START Passage provided

This week, I’d like to explore the world of nature, such as it is in Brooklyn. But as usual, I’m going to wander around a bit before I get there. Don’t worry; it’s all connected.

We are a recycling family, and by that I don’t just mean that we separate our paper from our plastic and such. Park Slope has a lively culture of recycling everything. People leave books on their stoops and their castoff chairs on the curb, they drape unneeded clothes on their wrought-iron fences and then prop their kids’ old toys right underneath them.

Often my neighbors will write “Free” on a piece of paper so there’s no mistake, and they’ll even offer tips on caring for the stuff. “A little Brillo and it will look like new!” — that sort of thing.

We are active members of this recycling community. We have found boxes of “Spy” magazine, an elegant wooden statue of an African woman, and a round wooden table that we’ve painted red and now serves as the spot in our cozy front yard where we watch the world go by.

END Passage provided
START Data to examine

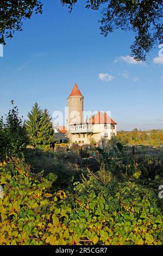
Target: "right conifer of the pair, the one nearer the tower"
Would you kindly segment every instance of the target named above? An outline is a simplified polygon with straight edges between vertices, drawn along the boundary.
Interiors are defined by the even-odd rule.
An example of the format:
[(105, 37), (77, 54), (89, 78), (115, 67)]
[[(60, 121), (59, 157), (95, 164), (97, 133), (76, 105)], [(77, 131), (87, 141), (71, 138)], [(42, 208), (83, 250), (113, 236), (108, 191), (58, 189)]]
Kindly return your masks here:
[(47, 109), (43, 112), (40, 120), (39, 143), (41, 145), (49, 145), (54, 141), (54, 129), (52, 125), (52, 118)]

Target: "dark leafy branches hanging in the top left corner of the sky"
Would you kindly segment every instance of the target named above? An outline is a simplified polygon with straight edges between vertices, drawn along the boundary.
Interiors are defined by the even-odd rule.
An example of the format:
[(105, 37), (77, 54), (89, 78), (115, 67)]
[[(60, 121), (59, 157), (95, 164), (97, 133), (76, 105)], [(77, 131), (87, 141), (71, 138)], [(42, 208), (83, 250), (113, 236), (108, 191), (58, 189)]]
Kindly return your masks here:
[(23, 20), (30, 19), (33, 12), (42, 13), (41, 0), (0, 1), (0, 44), (12, 38), (15, 31), (22, 31)]

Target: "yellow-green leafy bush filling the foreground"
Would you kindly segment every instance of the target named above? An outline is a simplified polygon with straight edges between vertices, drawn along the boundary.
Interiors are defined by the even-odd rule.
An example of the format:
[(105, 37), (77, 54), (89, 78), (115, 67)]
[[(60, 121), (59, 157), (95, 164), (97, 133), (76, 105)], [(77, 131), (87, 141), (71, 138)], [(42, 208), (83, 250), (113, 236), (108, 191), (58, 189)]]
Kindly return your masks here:
[(55, 174), (32, 175), (22, 163), (1, 163), (0, 245), (161, 245), (158, 198), (135, 182), (101, 173), (51, 193)]

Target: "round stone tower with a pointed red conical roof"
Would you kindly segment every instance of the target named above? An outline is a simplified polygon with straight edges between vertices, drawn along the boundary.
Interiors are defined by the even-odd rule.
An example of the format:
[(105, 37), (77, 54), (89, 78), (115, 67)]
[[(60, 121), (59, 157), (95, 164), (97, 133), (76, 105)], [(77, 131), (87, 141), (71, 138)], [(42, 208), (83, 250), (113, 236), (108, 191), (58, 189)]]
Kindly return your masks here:
[(68, 113), (67, 124), (82, 124), (83, 123), (83, 95), (77, 84), (74, 85), (70, 96), (67, 98)]

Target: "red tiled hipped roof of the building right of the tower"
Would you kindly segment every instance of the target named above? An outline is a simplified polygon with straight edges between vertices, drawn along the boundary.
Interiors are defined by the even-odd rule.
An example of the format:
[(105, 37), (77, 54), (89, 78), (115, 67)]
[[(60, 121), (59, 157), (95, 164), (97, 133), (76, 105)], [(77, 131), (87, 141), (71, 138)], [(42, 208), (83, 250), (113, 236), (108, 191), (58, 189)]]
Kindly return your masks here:
[(114, 120), (112, 120), (109, 115), (104, 112), (98, 112), (93, 115), (93, 117), (89, 118), (88, 123), (91, 124), (117, 124)]

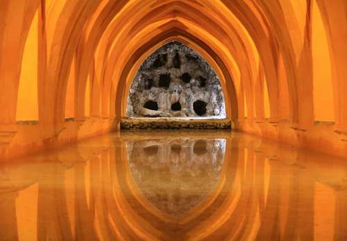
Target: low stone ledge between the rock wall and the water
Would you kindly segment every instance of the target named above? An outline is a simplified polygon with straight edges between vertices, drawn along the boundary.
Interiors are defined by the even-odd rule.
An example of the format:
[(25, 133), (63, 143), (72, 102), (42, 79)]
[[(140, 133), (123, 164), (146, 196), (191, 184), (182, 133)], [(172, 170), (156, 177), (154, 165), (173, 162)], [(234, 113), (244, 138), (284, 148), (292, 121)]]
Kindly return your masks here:
[(121, 130), (230, 130), (230, 119), (219, 118), (122, 118)]

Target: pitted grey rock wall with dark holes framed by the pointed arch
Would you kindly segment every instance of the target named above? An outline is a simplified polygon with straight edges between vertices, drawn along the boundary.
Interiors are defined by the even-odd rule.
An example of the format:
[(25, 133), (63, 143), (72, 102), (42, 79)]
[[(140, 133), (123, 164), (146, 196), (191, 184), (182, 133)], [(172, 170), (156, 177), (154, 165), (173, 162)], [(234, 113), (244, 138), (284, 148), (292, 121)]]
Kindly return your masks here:
[(165, 44), (139, 67), (130, 87), (127, 115), (224, 117), (219, 78), (191, 48), (176, 41)]

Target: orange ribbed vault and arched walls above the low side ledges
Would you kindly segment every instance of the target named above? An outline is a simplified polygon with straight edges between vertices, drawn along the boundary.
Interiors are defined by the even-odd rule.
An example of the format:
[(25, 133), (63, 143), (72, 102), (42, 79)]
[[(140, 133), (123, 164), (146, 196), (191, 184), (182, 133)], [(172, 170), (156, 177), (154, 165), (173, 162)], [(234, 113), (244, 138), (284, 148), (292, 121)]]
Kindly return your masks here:
[(346, 9), (344, 0), (1, 1), (0, 121), (28, 111), (19, 99), (30, 66), (41, 123), (119, 120), (139, 65), (176, 39), (217, 71), (232, 120), (347, 130)]

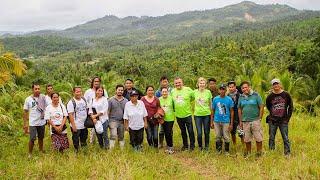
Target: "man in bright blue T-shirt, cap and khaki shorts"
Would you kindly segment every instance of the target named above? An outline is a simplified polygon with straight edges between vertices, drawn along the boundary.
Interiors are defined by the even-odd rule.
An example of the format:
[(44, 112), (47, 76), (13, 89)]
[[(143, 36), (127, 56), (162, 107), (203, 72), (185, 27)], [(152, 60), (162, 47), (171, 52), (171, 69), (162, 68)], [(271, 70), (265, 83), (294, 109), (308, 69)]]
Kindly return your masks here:
[(234, 117), (234, 103), (229, 96), (226, 96), (226, 85), (219, 86), (220, 96), (216, 96), (212, 100), (213, 121), (211, 121), (211, 128), (214, 128), (216, 133), (216, 150), (222, 151), (222, 138), (224, 140), (225, 152), (229, 153), (230, 145), (230, 131), (233, 126)]

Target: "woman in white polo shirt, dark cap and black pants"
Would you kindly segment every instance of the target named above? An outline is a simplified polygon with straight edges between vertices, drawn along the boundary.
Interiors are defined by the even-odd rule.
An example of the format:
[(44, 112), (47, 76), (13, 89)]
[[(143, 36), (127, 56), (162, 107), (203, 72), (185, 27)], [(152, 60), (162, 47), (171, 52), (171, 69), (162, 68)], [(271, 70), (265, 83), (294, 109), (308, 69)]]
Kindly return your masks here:
[(139, 93), (131, 91), (130, 101), (124, 107), (124, 125), (130, 134), (130, 144), (135, 151), (141, 151), (143, 142), (143, 129), (148, 127), (147, 110), (142, 101), (138, 100)]

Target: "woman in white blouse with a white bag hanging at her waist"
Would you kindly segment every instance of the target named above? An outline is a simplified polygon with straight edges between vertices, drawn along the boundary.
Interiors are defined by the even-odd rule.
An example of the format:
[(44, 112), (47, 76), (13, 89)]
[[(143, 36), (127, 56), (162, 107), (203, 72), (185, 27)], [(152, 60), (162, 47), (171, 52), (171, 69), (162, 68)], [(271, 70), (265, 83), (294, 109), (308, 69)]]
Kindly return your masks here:
[[(108, 149), (109, 147), (109, 138), (108, 138), (108, 99), (104, 96), (104, 89), (102, 86), (96, 89), (95, 98), (89, 102), (89, 114), (95, 124), (95, 132), (98, 138), (98, 142), (101, 148)], [(96, 129), (97, 123), (101, 123), (103, 127), (103, 132)]]

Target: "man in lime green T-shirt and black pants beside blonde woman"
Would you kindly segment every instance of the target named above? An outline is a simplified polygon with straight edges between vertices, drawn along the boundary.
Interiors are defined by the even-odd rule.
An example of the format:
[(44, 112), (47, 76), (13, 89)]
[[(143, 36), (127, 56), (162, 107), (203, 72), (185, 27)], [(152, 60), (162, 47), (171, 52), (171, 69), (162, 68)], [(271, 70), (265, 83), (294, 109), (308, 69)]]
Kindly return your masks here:
[(193, 91), (189, 87), (183, 86), (183, 81), (181, 78), (177, 77), (174, 80), (175, 88), (171, 92), (173, 98), (174, 111), (177, 118), (178, 125), (181, 130), (181, 136), (183, 141), (183, 147), (181, 150), (187, 150), (188, 145), (188, 136), (190, 139), (190, 150), (194, 150), (194, 132), (192, 125), (192, 111), (191, 111), (191, 102), (194, 100)]

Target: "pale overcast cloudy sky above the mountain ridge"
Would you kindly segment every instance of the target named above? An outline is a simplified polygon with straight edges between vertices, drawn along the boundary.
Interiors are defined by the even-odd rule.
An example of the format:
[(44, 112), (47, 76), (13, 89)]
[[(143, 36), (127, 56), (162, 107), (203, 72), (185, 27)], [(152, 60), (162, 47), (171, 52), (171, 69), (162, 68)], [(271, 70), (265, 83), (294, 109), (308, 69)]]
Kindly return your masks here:
[[(1, 0), (0, 31), (65, 29), (105, 15), (161, 16), (220, 8), (241, 0)], [(253, 0), (320, 10), (320, 0)]]

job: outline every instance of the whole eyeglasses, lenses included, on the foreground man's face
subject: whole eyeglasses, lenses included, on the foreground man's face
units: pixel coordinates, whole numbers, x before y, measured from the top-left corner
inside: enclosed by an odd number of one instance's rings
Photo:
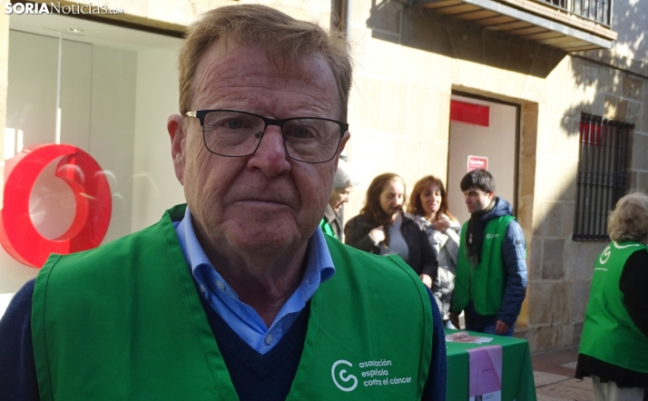
[[[349,123],[319,117],[273,120],[236,110],[198,110],[188,116],[201,121],[207,150],[225,157],[249,156],[257,152],[270,125],[280,127],[283,145],[290,159],[307,163],[332,160],[338,152]]]

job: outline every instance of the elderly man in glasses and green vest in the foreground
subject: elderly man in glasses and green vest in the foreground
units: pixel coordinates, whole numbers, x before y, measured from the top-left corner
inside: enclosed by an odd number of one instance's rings
[[[193,25],[180,60],[167,127],[187,205],[48,259],[0,324],[0,396],[445,399],[430,293],[318,228],[349,140],[346,43],[237,5]]]

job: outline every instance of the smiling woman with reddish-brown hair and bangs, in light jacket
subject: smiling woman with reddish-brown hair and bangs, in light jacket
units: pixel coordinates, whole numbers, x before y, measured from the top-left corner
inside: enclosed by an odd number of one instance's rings
[[[450,323],[450,304],[452,290],[455,289],[461,224],[447,209],[447,192],[443,182],[433,175],[418,180],[409,197],[407,211],[423,223],[435,251],[438,270],[432,293],[437,298],[444,326],[454,328]]]

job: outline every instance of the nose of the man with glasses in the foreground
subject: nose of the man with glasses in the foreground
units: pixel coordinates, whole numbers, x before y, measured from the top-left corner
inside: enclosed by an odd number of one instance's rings
[[[259,148],[251,155],[248,168],[259,169],[268,177],[290,171],[290,161],[280,127],[269,126],[261,134]]]

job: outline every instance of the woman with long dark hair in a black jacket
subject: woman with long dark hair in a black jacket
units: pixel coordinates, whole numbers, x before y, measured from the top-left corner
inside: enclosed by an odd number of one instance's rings
[[[369,184],[365,207],[344,227],[345,243],[377,255],[397,254],[430,287],[437,278],[437,258],[427,233],[414,215],[403,211],[405,181],[393,172]]]

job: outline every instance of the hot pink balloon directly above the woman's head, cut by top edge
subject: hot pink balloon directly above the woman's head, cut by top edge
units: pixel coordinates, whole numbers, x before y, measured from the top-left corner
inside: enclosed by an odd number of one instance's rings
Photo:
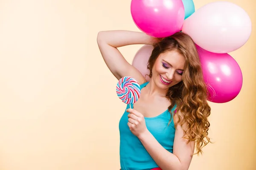
[[[182,0],[131,0],[135,25],[152,37],[168,37],[179,32],[184,22]]]

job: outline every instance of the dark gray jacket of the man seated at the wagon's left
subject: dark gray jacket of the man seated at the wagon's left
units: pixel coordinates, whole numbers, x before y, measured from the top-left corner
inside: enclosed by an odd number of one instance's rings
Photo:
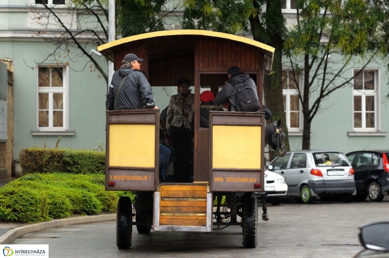
[[[113,74],[111,86],[109,86],[108,110],[114,110],[115,97],[126,74],[128,76],[116,100],[116,110],[154,108],[153,92],[143,73],[132,68],[120,68]],[[142,105],[142,101],[145,105]]]

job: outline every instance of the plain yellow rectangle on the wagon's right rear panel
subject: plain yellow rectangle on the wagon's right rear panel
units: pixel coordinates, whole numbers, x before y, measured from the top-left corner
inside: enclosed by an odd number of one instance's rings
[[[261,168],[260,126],[213,126],[213,168]]]

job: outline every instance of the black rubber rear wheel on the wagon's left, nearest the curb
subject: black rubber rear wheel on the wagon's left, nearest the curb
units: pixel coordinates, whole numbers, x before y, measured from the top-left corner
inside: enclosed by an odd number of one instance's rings
[[[119,249],[128,249],[132,244],[132,203],[128,196],[118,201],[116,214],[116,245]]]

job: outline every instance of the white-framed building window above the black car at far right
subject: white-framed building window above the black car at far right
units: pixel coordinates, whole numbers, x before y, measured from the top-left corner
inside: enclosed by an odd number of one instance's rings
[[[354,130],[377,130],[378,71],[354,70],[353,127]]]

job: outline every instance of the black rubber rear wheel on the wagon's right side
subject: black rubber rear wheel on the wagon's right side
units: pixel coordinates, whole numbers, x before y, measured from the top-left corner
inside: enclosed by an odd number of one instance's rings
[[[258,202],[251,195],[243,195],[243,246],[248,248],[257,246]]]

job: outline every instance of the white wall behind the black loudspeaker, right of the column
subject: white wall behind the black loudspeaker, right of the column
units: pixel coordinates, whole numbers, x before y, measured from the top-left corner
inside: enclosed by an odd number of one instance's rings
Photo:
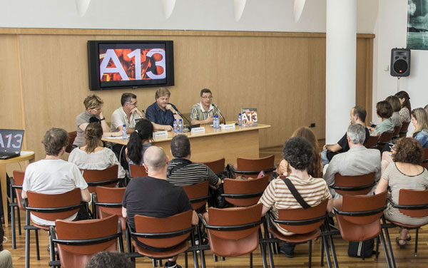
[[[379,15],[375,26],[374,40],[374,80],[373,109],[377,101],[397,93],[397,78],[383,71],[390,68],[391,48],[405,48],[407,39],[407,1],[379,0]],[[410,76],[401,78],[400,90],[407,91],[412,108],[424,107],[428,104],[428,51],[412,50]],[[373,120],[379,122],[376,113]],[[412,129],[409,128],[409,133]]]

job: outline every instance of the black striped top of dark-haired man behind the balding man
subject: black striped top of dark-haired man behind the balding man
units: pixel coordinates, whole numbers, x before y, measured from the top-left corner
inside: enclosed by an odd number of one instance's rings
[[[185,161],[190,164],[185,165],[182,168],[174,170],[172,174],[169,174],[176,165],[185,163]],[[208,166],[201,163],[191,163],[189,160],[183,158],[174,158],[168,163],[168,177],[167,180],[173,185],[185,186],[185,185],[194,185],[199,182],[204,182],[208,180],[210,185],[217,185],[218,180],[220,180],[217,175],[208,168]]]

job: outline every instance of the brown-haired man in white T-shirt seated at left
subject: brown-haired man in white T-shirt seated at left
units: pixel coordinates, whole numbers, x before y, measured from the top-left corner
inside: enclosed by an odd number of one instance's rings
[[[22,198],[26,192],[39,192],[47,195],[62,194],[75,188],[81,189],[81,200],[89,202],[91,195],[88,184],[83,179],[81,171],[73,163],[61,159],[68,144],[68,133],[62,128],[51,128],[46,131],[43,140],[46,158],[31,163],[25,170],[22,184]],[[77,213],[67,219],[74,220]],[[39,225],[55,225],[54,221],[44,220],[31,214],[31,220]]]

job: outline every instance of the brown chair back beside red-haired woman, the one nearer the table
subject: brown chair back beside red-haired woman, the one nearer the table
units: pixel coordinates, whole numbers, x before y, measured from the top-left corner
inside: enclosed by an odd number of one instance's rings
[[[263,171],[265,175],[272,177],[272,172],[275,170],[275,155],[269,155],[266,158],[236,158],[236,170],[231,167],[236,176],[257,177]]]

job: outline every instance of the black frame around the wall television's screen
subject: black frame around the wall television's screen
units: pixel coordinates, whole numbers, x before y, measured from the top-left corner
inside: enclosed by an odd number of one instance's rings
[[[165,68],[166,68],[166,82],[163,83],[147,83],[145,80],[129,80],[129,81],[115,81],[112,86],[101,86],[100,79],[100,59],[99,59],[99,45],[100,44],[164,44],[165,45]],[[173,41],[88,41],[88,82],[91,91],[101,91],[106,89],[116,88],[146,88],[146,87],[162,87],[174,86],[174,46]]]

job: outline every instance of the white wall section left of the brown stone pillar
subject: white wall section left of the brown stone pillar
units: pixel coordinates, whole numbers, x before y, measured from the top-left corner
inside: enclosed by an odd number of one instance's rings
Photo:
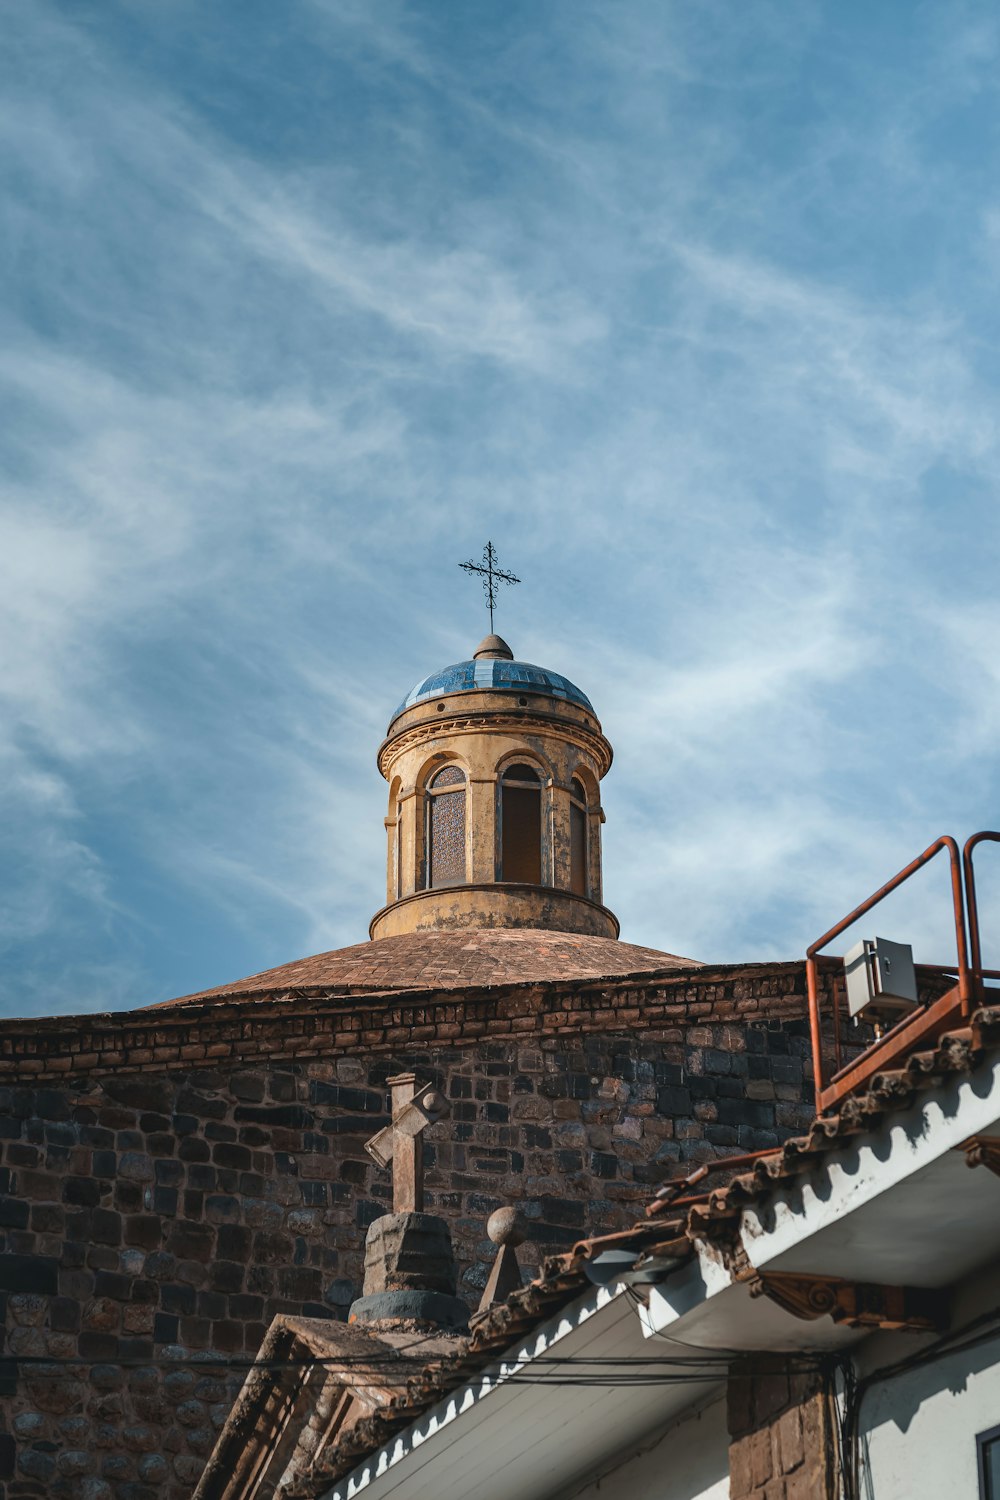
[[[726,1398],[651,1432],[630,1454],[553,1500],[729,1500]]]

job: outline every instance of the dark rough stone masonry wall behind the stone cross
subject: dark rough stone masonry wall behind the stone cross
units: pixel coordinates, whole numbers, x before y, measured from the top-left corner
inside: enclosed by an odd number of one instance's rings
[[[474,1305],[501,1203],[532,1226],[531,1270],[633,1222],[679,1162],[801,1131],[793,988],[775,984],[775,1018],[667,1022],[649,996],[637,1024],[606,1029],[615,1006],[592,988],[586,1024],[547,1034],[565,996],[541,987],[531,1034],[493,1041],[411,1030],[408,1046],[322,1056],[306,1029],[298,1058],[276,1060],[249,1040],[240,1060],[178,1065],[205,1044],[174,1040],[174,1068],[25,1082],[15,1065],[0,1084],[0,1500],[187,1500],[271,1317],[342,1318],[360,1292],[364,1232],[390,1200],[363,1148],[388,1122],[393,1072],[451,1100],[426,1137],[427,1209],[451,1222]],[[327,1008],[342,1024],[343,1002]],[[91,1026],[63,1032],[85,1044]]]

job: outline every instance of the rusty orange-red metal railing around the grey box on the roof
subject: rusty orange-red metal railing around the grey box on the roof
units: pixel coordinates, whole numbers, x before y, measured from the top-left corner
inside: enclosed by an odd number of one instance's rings
[[[807,948],[805,982],[810,1005],[810,1038],[813,1044],[813,1077],[816,1083],[817,1110],[822,1112],[846,1094],[850,1094],[852,1089],[858,1088],[862,1082],[865,1082],[865,1078],[871,1077],[877,1066],[883,1066],[889,1058],[897,1058],[901,1052],[909,1050],[919,1038],[928,1036],[936,1030],[940,1032],[955,1016],[961,1016],[963,1022],[967,1022],[975,1005],[982,1004],[984,980],[1000,978],[1000,970],[982,968],[982,946],[979,938],[979,910],[973,874],[973,850],[978,844],[987,842],[1000,843],[1000,832],[984,831],[973,834],[972,838],[967,840],[960,856],[957,842],[951,837],[951,834],[942,834],[942,837],[936,838],[934,843],[924,850],[924,854],[918,855],[916,860],[912,860],[906,868],[900,870],[898,874],[880,886],[880,890],[844,916],[843,921],[837,922],[835,927],[831,927],[828,933],[823,933],[822,938]],[[930,864],[930,861],[934,860],[942,850],[948,850],[951,868],[957,962],[951,966],[916,964],[916,968],[928,975],[954,976],[955,982],[948,987],[945,994],[900,1020],[891,1030],[865,1048],[847,1066],[841,1066],[841,1005],[835,990],[835,1072],[832,1077],[828,1077],[826,1059],[823,1054],[823,1017],[820,1011],[817,966],[820,951],[843,932],[852,927],[861,916],[883,902],[886,896],[895,891],[897,886],[903,885],[904,880],[909,880],[925,864]]]

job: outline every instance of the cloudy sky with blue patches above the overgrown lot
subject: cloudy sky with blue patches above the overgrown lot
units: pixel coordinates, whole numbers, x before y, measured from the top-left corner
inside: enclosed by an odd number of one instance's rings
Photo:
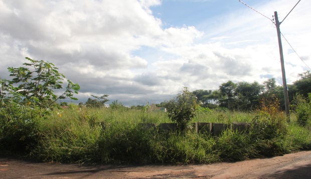
[[[229,80],[281,85],[272,15],[281,22],[298,0],[242,2],[257,12],[236,0],[0,0],[0,78],[25,57],[44,60],[80,85],[72,102],[108,94],[126,106]],[[282,37],[287,84],[311,67],[309,7],[280,25],[294,49]]]

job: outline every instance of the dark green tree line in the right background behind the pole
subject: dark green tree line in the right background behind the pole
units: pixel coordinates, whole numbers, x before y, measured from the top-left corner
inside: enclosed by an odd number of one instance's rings
[[[298,74],[300,77],[288,86],[289,102],[296,95],[307,97],[311,93],[311,73],[310,71]],[[263,84],[254,81],[234,83],[229,80],[222,83],[217,90],[199,89],[192,92],[202,107],[216,108],[223,107],[229,110],[247,111],[257,109],[260,102],[278,99],[280,108],[284,109],[283,87],[276,84],[275,78],[270,78]]]

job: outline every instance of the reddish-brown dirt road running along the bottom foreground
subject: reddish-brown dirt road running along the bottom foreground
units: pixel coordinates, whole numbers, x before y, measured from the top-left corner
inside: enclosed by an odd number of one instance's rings
[[[207,165],[38,163],[0,155],[0,178],[311,178],[311,151]]]

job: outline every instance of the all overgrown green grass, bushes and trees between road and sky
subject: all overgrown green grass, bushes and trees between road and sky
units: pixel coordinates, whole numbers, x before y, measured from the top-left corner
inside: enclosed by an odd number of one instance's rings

END Data to examine

About this task: From the Park Slope recycling passage, reproduce the stretch that begins at the words "We are a recycling" and stops after "sort of thing.". Rely only on the Park Slope recycling passage.

Your response:
We are a recycling family, and by that I don’t just mean that we separate our paper from our plastic and such. Park Slope has a lively culture of recycling everything. People leave books on their stoops and their castoff chairs on the curb, they drape unneeded clothes on their wrought-iron fences and then prop their kids’ old toys right underneath them.

Often my neighbors will write “Free” on a piece of paper so there’s no mistake, and they’ll even offer tips on caring for the stuff. “A little Brillo and it will look like new!” — that sort of thing.